EXERCISE 1 »
In the mailing-list thread about offline Wikipedia, how long does the image-harvesting script wait between downloads?
EXERCISE 2 »
List the topics named in the subject line of the mailing-list thread about offline Wikipedia.
EXERCISE 3 »
Continue the mailing-list message about harvesting Wikipedia images from where it stops.

EXCERPT PROVIDED »
━━━━━━━━━━

[Wikireader] offline Wikipedia, Google Gears, & XO

Mon Feb 23 20:31:30 EST 2009

We're talking about dumps again on foundation-l -- and I really would
like to see better dumps available, of commons in particular.

Erik, any advice you can offer in this regard -- can we help move
things along in some way?

Sj

On Tue, Feb 26, 2008 at 3:01 PM, Erik Zachte <erikzachte at infodisiac.com> wrote:
>> Something that can process wikimedia's XML dumps, and then crawl
>> wikipedia for the associated pictures. The picture dumps are tarred
>> (why aren't they rsync'able ?) and completely (for me) unmanageable.
>
> I may have some perl code that can be helpful.
> I won't have much time for this project right now but uploading and
> documenting some perl, I can do that.
>
> I have code that harvests all images for a given Wikipedia dump, by
> downloading them one by one.
> With a one sec interval between downloads (to avoid red flags at Wikimedia)
> this takes many weeks to be sure, but images are preserved for next run (on
> a huge disk).
>
> It is part of WikiToTome(Raider) perl scripts, but it can be isolated.
>
> The script determines the url from the filename like the Wikimedia parser
> does (subfolder names are derived from first positions of md5 hash for
> filename).
> Then tries to download the image from the Wikipedia site, if not found tries
> again at Commons. (if both have it local version takes precedence).
>
> Images are stored in a similar nested folder structure as on Wikipedia
> server.
> On subsequent runs only missing images are downloaded (updated images are
> missed).

━━━━━━━━━━

PROVIDED MATERIAL »
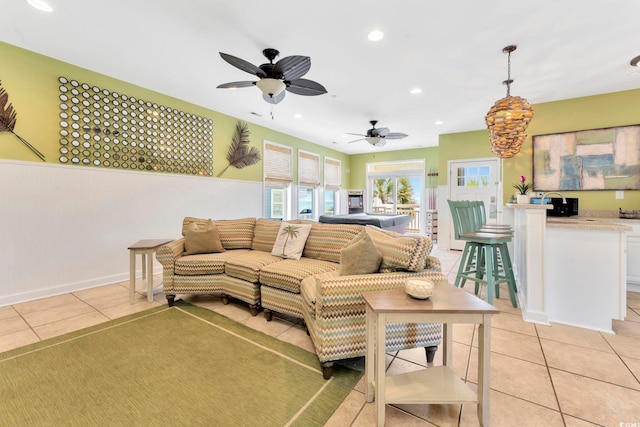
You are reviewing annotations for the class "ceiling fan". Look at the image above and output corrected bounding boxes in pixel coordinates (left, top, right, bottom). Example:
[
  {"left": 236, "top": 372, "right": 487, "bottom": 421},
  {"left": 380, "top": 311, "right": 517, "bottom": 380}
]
[
  {"left": 218, "top": 48, "right": 327, "bottom": 104},
  {"left": 347, "top": 120, "right": 409, "bottom": 147}
]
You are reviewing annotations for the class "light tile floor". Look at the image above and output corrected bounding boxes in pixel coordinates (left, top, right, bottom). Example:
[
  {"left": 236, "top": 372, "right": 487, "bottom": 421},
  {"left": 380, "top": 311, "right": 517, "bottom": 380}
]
[{"left": 0, "top": 249, "right": 640, "bottom": 427}]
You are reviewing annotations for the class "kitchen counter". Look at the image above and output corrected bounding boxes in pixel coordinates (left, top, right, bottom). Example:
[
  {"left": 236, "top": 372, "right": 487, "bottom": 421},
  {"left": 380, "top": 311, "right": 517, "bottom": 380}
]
[
  {"left": 547, "top": 216, "right": 638, "bottom": 231},
  {"left": 507, "top": 204, "right": 636, "bottom": 333}
]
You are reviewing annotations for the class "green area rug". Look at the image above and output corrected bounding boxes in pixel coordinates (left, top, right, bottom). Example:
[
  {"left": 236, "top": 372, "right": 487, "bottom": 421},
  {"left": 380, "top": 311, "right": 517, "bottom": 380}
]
[{"left": 0, "top": 303, "right": 362, "bottom": 426}]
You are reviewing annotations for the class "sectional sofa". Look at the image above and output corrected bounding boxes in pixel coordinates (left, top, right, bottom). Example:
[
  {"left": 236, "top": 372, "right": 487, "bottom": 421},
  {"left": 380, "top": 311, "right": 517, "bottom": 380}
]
[{"left": 156, "top": 217, "right": 447, "bottom": 378}]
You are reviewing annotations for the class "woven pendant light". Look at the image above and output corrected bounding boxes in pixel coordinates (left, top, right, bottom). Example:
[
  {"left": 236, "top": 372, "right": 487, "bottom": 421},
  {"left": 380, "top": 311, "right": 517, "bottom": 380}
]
[{"left": 484, "top": 45, "right": 533, "bottom": 159}]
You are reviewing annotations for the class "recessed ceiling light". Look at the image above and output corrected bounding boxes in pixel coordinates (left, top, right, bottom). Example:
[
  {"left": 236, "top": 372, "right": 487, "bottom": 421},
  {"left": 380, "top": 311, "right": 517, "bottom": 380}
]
[
  {"left": 367, "top": 30, "right": 384, "bottom": 42},
  {"left": 27, "top": 0, "right": 53, "bottom": 12}
]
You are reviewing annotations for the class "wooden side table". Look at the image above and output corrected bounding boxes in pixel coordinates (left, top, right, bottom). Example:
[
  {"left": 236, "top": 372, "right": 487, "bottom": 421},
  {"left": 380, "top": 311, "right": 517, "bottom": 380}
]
[
  {"left": 362, "top": 284, "right": 500, "bottom": 426},
  {"left": 128, "top": 239, "right": 173, "bottom": 304}
]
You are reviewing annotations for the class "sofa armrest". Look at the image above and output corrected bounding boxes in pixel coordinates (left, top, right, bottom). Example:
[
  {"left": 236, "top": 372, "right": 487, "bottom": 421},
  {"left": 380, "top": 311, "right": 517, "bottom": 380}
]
[
  {"left": 425, "top": 255, "right": 442, "bottom": 271},
  {"left": 316, "top": 269, "right": 448, "bottom": 317},
  {"left": 156, "top": 237, "right": 184, "bottom": 294},
  {"left": 156, "top": 237, "right": 185, "bottom": 268}
]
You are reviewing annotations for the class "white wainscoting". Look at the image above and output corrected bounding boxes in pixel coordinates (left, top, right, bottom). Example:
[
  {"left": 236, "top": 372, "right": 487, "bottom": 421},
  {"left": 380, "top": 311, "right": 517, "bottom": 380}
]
[{"left": 0, "top": 160, "right": 262, "bottom": 306}]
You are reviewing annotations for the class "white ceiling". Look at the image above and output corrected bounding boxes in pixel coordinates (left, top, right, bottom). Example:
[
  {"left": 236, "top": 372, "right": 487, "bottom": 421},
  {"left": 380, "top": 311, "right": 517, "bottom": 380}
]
[{"left": 0, "top": 0, "right": 640, "bottom": 154}]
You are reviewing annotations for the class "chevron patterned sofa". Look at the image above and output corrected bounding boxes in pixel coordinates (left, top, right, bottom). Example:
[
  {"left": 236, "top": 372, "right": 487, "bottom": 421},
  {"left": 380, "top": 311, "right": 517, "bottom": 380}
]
[{"left": 156, "top": 217, "right": 447, "bottom": 378}]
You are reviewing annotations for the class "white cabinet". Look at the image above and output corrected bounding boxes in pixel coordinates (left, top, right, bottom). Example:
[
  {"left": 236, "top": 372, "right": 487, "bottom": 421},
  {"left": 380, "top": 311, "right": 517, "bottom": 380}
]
[{"left": 616, "top": 220, "right": 640, "bottom": 292}]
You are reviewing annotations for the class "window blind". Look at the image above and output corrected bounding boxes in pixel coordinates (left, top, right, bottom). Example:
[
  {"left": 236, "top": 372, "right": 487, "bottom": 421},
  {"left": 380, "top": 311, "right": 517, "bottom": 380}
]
[
  {"left": 324, "top": 157, "right": 342, "bottom": 191},
  {"left": 264, "top": 142, "right": 293, "bottom": 183},
  {"left": 298, "top": 151, "right": 320, "bottom": 187}
]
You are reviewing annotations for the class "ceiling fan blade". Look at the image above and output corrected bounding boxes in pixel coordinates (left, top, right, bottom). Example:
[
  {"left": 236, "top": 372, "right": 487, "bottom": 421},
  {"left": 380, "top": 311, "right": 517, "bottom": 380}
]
[
  {"left": 384, "top": 132, "right": 409, "bottom": 139},
  {"left": 219, "top": 52, "right": 267, "bottom": 77},
  {"left": 262, "top": 91, "right": 286, "bottom": 104},
  {"left": 273, "top": 55, "right": 311, "bottom": 81},
  {"left": 217, "top": 81, "right": 256, "bottom": 89},
  {"left": 287, "top": 79, "right": 327, "bottom": 96}
]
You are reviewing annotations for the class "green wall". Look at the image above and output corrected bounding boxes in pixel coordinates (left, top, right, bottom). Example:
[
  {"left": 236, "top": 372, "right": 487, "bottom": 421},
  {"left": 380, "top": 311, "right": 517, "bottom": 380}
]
[
  {"left": 349, "top": 147, "right": 442, "bottom": 189},
  {"left": 0, "top": 42, "right": 350, "bottom": 188},
  {"left": 6, "top": 38, "right": 640, "bottom": 209},
  {"left": 439, "top": 89, "right": 640, "bottom": 210}
]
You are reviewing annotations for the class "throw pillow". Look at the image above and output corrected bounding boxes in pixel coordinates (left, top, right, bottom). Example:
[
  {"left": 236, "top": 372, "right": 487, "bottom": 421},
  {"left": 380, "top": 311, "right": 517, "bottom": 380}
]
[
  {"left": 339, "top": 230, "right": 382, "bottom": 276},
  {"left": 271, "top": 222, "right": 311, "bottom": 259},
  {"left": 364, "top": 225, "right": 431, "bottom": 273},
  {"left": 184, "top": 220, "right": 224, "bottom": 255}
]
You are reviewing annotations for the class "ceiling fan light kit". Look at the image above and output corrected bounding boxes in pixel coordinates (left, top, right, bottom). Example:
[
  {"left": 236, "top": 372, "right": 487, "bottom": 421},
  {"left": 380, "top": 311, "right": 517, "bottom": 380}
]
[
  {"left": 218, "top": 48, "right": 327, "bottom": 104},
  {"left": 347, "top": 120, "right": 409, "bottom": 147},
  {"left": 256, "top": 78, "right": 287, "bottom": 97},
  {"left": 485, "top": 45, "right": 533, "bottom": 159}
]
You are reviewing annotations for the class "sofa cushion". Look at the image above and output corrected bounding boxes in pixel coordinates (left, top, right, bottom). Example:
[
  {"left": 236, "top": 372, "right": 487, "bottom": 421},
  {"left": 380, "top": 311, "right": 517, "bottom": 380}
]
[
  {"left": 365, "top": 225, "right": 432, "bottom": 272},
  {"left": 271, "top": 222, "right": 311, "bottom": 260},
  {"left": 182, "top": 216, "right": 211, "bottom": 236},
  {"left": 184, "top": 220, "right": 224, "bottom": 255},
  {"left": 251, "top": 218, "right": 282, "bottom": 252},
  {"left": 301, "top": 221, "right": 363, "bottom": 262},
  {"left": 224, "top": 250, "right": 282, "bottom": 283},
  {"left": 339, "top": 230, "right": 382, "bottom": 276},
  {"left": 260, "top": 257, "right": 339, "bottom": 294},
  {"left": 213, "top": 218, "right": 256, "bottom": 249},
  {"left": 174, "top": 250, "right": 248, "bottom": 276},
  {"left": 300, "top": 270, "right": 338, "bottom": 317}
]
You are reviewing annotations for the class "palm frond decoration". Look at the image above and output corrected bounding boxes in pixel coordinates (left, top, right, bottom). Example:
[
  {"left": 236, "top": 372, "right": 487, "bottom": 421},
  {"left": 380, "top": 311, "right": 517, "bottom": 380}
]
[
  {"left": 216, "top": 121, "right": 260, "bottom": 177},
  {"left": 0, "top": 81, "right": 44, "bottom": 161}
]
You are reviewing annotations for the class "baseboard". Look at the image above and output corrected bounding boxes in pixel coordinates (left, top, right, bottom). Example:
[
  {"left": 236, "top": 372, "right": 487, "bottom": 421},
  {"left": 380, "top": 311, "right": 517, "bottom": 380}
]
[{"left": 0, "top": 273, "right": 129, "bottom": 307}]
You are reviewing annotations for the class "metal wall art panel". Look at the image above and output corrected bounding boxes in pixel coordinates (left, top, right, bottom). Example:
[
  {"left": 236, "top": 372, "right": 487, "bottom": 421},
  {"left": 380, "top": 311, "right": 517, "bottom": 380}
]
[{"left": 58, "top": 77, "right": 213, "bottom": 176}]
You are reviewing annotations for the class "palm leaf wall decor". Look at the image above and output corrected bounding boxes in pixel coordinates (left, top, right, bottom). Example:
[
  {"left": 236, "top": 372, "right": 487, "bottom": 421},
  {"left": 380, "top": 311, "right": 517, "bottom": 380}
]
[
  {"left": 216, "top": 121, "right": 260, "bottom": 177},
  {"left": 0, "top": 81, "right": 44, "bottom": 161}
]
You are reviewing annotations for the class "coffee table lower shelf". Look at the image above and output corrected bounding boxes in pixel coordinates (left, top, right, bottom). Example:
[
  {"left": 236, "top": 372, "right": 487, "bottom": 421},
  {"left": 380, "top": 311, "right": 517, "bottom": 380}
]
[{"left": 384, "top": 366, "right": 478, "bottom": 404}]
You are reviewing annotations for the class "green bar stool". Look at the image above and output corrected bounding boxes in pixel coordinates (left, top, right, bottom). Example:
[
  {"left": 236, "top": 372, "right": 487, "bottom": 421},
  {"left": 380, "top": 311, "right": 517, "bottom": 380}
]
[{"left": 447, "top": 200, "right": 518, "bottom": 307}]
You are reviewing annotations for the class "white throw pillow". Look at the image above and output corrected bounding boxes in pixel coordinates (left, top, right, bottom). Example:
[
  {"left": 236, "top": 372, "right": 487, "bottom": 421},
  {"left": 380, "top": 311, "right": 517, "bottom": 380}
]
[{"left": 271, "top": 222, "right": 311, "bottom": 259}]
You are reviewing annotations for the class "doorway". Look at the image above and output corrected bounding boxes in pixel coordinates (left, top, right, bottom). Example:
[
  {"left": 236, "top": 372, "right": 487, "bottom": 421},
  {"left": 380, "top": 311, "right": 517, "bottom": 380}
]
[
  {"left": 365, "top": 160, "right": 426, "bottom": 234},
  {"left": 448, "top": 158, "right": 502, "bottom": 250}
]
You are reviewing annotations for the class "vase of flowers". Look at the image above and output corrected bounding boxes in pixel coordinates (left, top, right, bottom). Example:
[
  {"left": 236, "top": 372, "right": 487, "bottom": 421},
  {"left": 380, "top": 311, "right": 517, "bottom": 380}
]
[{"left": 513, "top": 175, "right": 533, "bottom": 204}]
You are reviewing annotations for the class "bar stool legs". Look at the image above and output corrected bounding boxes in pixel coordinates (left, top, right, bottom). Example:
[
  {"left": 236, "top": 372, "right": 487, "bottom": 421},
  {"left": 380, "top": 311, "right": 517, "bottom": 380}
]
[{"left": 454, "top": 242, "right": 518, "bottom": 307}]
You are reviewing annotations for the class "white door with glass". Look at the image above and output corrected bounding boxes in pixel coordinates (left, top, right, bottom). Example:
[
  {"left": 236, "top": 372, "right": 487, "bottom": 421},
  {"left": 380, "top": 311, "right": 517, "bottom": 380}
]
[
  {"left": 365, "top": 160, "right": 425, "bottom": 234},
  {"left": 448, "top": 158, "right": 502, "bottom": 250}
]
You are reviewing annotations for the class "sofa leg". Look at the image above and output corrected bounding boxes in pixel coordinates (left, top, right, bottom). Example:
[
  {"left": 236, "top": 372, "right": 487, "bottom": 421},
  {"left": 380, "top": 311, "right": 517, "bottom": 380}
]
[
  {"left": 424, "top": 345, "right": 438, "bottom": 365},
  {"left": 249, "top": 304, "right": 258, "bottom": 316},
  {"left": 322, "top": 362, "right": 333, "bottom": 380}
]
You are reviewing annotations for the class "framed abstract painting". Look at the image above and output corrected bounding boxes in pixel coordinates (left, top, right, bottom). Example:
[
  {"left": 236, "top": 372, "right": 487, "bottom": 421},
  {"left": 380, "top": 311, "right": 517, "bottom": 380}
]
[{"left": 533, "top": 125, "right": 640, "bottom": 191}]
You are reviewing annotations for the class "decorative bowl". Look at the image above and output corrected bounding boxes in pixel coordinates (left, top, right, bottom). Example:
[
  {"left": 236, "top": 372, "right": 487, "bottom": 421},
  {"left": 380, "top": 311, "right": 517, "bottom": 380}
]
[{"left": 404, "top": 279, "right": 433, "bottom": 299}]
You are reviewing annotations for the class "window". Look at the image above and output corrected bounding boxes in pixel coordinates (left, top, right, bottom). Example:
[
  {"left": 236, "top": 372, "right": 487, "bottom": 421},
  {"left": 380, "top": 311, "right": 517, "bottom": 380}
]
[
  {"left": 298, "top": 150, "right": 320, "bottom": 219},
  {"left": 458, "top": 166, "right": 491, "bottom": 187},
  {"left": 324, "top": 157, "right": 342, "bottom": 215},
  {"left": 365, "top": 159, "right": 426, "bottom": 233},
  {"left": 263, "top": 141, "right": 293, "bottom": 219},
  {"left": 268, "top": 188, "right": 285, "bottom": 219}
]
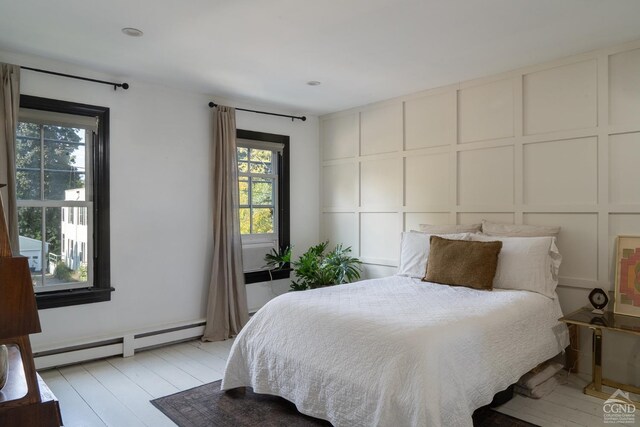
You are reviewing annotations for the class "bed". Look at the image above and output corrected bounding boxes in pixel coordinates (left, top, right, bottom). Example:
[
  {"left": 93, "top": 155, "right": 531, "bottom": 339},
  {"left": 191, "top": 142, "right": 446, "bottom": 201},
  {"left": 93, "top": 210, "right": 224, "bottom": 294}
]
[{"left": 222, "top": 276, "right": 569, "bottom": 427}]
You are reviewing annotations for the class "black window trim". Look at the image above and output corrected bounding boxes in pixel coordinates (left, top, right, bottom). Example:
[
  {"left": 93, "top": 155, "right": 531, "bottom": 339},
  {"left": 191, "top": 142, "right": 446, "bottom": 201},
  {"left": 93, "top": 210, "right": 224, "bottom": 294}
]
[
  {"left": 20, "top": 95, "right": 115, "bottom": 309},
  {"left": 236, "top": 129, "right": 291, "bottom": 285}
]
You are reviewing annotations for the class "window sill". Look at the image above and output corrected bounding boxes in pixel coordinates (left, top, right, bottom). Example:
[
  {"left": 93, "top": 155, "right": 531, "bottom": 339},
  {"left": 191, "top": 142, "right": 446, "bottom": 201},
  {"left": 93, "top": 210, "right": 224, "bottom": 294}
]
[
  {"left": 36, "top": 287, "right": 115, "bottom": 310},
  {"left": 244, "top": 268, "right": 291, "bottom": 285}
]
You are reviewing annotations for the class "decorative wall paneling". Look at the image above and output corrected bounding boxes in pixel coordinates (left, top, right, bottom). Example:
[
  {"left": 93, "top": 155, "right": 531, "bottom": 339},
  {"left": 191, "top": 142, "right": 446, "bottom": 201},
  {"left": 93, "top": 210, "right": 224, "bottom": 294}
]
[{"left": 320, "top": 42, "right": 640, "bottom": 294}]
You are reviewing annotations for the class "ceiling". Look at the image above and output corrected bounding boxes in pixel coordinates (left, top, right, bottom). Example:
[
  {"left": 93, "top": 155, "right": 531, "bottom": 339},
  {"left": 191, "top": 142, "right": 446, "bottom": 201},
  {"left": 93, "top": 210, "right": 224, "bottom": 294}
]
[{"left": 0, "top": 0, "right": 640, "bottom": 114}]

━━━━━━━━━━

ANSWER 1 »
One second, to avoid red flags at Wikimedia.

ANSWER 2 »
Offline Wikipedia, Google Gears, XO

ANSWER 3 »
> Meta data in image are removed (my target platform is a Palm/Pocket PC with
> 4 Gb only).
> Images are resized as smartly as possible:
> jpg's above a certain size are resized to a certain size, compression rate
> is adjusted,
> png's similar except when their compression ratio is better than factor x,
> in which case they probably are charts or diagrams with text which would
> become unreadable when downsized.
>
> In 2005 I generated the last English Wikipedia for handhelds with images,
> about 2Gb was needed for 317,000 images of 240 pixels max height/width,
> without ugly compression artifacts, and quite few larger png's at original
> size.
>
> For offline usage 10 Mb images are rather over the top, and waste a lot of
> bandwidth.
> Actually I would favor a solution where images are collected and resized on
> a Wikimedia server, then put in a tar of only a few Gb.
> Technically I can do this. Time wise, is another matter for just now, but
> that might change.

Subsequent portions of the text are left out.